RAW DATA:
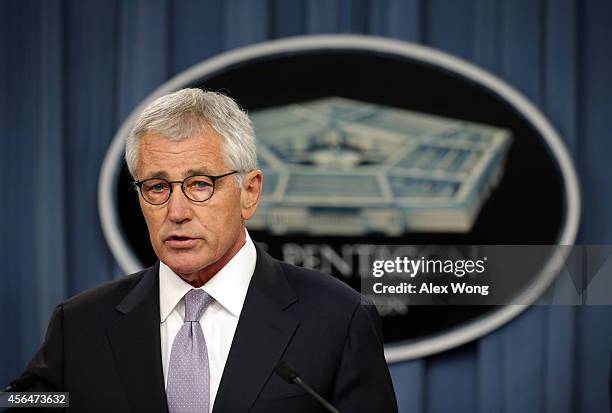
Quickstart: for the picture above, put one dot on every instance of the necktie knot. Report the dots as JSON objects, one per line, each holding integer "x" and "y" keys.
{"x": 196, "y": 302}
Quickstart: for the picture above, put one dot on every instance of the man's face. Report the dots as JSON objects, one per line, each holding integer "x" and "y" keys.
{"x": 195, "y": 239}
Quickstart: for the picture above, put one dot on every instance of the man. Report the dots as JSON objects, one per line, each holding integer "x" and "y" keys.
{"x": 204, "y": 329}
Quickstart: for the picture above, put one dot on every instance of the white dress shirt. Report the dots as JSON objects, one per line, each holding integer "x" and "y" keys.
{"x": 228, "y": 288}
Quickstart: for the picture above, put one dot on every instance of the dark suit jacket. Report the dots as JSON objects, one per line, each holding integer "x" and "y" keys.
{"x": 103, "y": 346}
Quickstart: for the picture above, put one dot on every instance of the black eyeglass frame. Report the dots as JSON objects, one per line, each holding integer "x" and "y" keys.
{"x": 213, "y": 179}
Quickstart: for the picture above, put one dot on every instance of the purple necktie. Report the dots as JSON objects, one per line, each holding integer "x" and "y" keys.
{"x": 188, "y": 388}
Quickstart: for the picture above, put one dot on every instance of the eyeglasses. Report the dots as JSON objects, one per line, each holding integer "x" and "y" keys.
{"x": 198, "y": 188}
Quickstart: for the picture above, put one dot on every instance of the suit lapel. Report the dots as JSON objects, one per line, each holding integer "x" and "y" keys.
{"x": 266, "y": 326}
{"x": 135, "y": 342}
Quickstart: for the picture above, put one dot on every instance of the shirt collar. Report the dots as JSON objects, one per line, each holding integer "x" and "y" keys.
{"x": 228, "y": 287}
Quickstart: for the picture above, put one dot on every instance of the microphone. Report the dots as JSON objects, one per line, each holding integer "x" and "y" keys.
{"x": 21, "y": 383}
{"x": 290, "y": 376}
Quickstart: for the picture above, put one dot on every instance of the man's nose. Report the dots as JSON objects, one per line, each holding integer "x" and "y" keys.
{"x": 179, "y": 206}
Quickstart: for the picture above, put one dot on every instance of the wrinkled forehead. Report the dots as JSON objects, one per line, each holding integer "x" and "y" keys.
{"x": 162, "y": 156}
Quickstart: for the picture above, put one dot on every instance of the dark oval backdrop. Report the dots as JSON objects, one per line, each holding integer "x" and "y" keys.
{"x": 531, "y": 205}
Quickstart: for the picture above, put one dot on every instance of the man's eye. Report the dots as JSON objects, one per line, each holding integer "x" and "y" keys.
{"x": 200, "y": 185}
{"x": 158, "y": 187}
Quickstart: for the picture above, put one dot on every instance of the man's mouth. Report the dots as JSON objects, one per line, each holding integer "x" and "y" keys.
{"x": 180, "y": 241}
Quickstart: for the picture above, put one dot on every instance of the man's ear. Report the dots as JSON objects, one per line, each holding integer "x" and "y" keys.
{"x": 252, "y": 184}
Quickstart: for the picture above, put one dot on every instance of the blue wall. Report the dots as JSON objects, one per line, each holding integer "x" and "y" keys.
{"x": 72, "y": 70}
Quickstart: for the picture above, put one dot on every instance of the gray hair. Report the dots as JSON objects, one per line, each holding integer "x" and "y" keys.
{"x": 188, "y": 112}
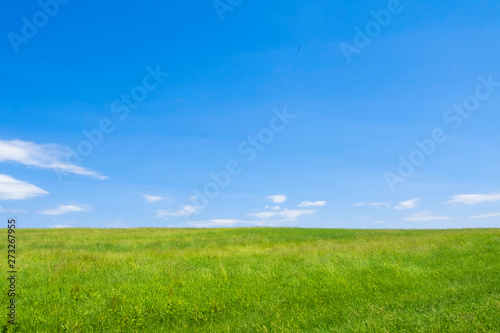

TASK PROMPT:
What you hand back should match the entries above exactly, except that no picture appears.

THE COMPLETED TASK:
Quickstart: for the picture above, put one dot on every instance of the necktie knot. Report the dots as JSON objects, one per line, each holding integer "x" and "y" keys.
{"x": 196, "y": 302}
Quickstart: for the picture above, put one dot on every instance of the man's face. Report the dots as JSON objects, one per line, each holding integer "x" and "y" keys.
{"x": 195, "y": 239}
Quickstart: for the picture above, put one dot on every instance of the man. Report the dots as JSON objects, one per line, each holding integer "x" and "y" keys.
{"x": 204, "y": 329}
Quickstart: for the picture above, put one dot on every instance of the white dress shirt. Report the dots as JSON objects, one per line, each holding integer "x" and "y" keys.
{"x": 228, "y": 288}
Quickstart: for the picture above, put one dot on every instance of the dark suit jacket. Report the dots as JSON objects, one per line, each holding integer "x" and "y" keys.
{"x": 103, "y": 346}
Quickstart: for the picture above, put one dot on every instance of the black eyeglass frame. Report the dots as JSON objects, one per line, each holding integer "x" and "y" keys.
{"x": 213, "y": 179}
Quickstart: for the picture above, put one dot on every instance of the purple necktie. Report the dots as JSON objects, one per line, each holding integer "x" and "y" keys.
{"x": 188, "y": 388}
Quickstart: for the picture above, put one dot on every instance of the eyeglasses. Report the dots as JSON objects, one per line, each holding integer "x" and "y" keys.
{"x": 198, "y": 188}
Quickstart: for the picture above, put one dot on every instance of the suit lapel. Report the dots as JSON objects, one per line, each holding integer "x" and "y" keys.
{"x": 266, "y": 326}
{"x": 135, "y": 342}
Quickstart: for the picture above, put one dot on every instance of the shirt collar. Report the dots as JSON objects, one per line, each holding integer "x" and "y" keys.
{"x": 228, "y": 287}
Quickstart: for the picture above, put one dot on every instance of the microphone. Report the dots as JSON objects, one per line, each holding integer "x" and "y" keys.
{"x": 21, "y": 383}
{"x": 290, "y": 376}
Quickstart: for the picture above, put one dot on every instance of the man's nose. Report the dots as JSON objects, one per line, each holding integer "x" and "y" keys.
{"x": 179, "y": 206}
Quickstart: for the picture above, put one dot on every instance of the wrinkled forehead. Report the dots as JSON objects, one per line, each holding integer "x" and "y" keys.
{"x": 162, "y": 156}
Quickstart: for the picture above, put one dot on every instance of the dark oval backdrop. Report the dots as JSON objects, one per line, each holding integer "x" and "y" keys.
{"x": 531, "y": 205}
Quickstart: for the picture above, put one dot on every instance of the man's eye. Report the dots as JSON objects, one per line, each holding integer "x" and "y" keys.
{"x": 200, "y": 185}
{"x": 158, "y": 187}
Quickstart: for the picture above, put one dot on every instance of the man's mouth. Report the dots as JSON objects, one per line, each holding integer "x" and "y" keys.
{"x": 180, "y": 241}
Quickstart: for the picture above, put one dot on every instance of the man's ear. Report the dots as JSON objects, one per line, each holding integer "x" and "y" keys.
{"x": 252, "y": 184}
Quickstart: for the picture above, put one dot on every instance of the blue wall. Report the dots as JSON objects, one per line, each holding integer "x" and "y" keys.
{"x": 72, "y": 70}
Quickstart: for the picture above, put one dot on every instance of the gray hair. Report the dots as JSON objects, one per line, each holding integer "x" and "y" keys.
{"x": 188, "y": 112}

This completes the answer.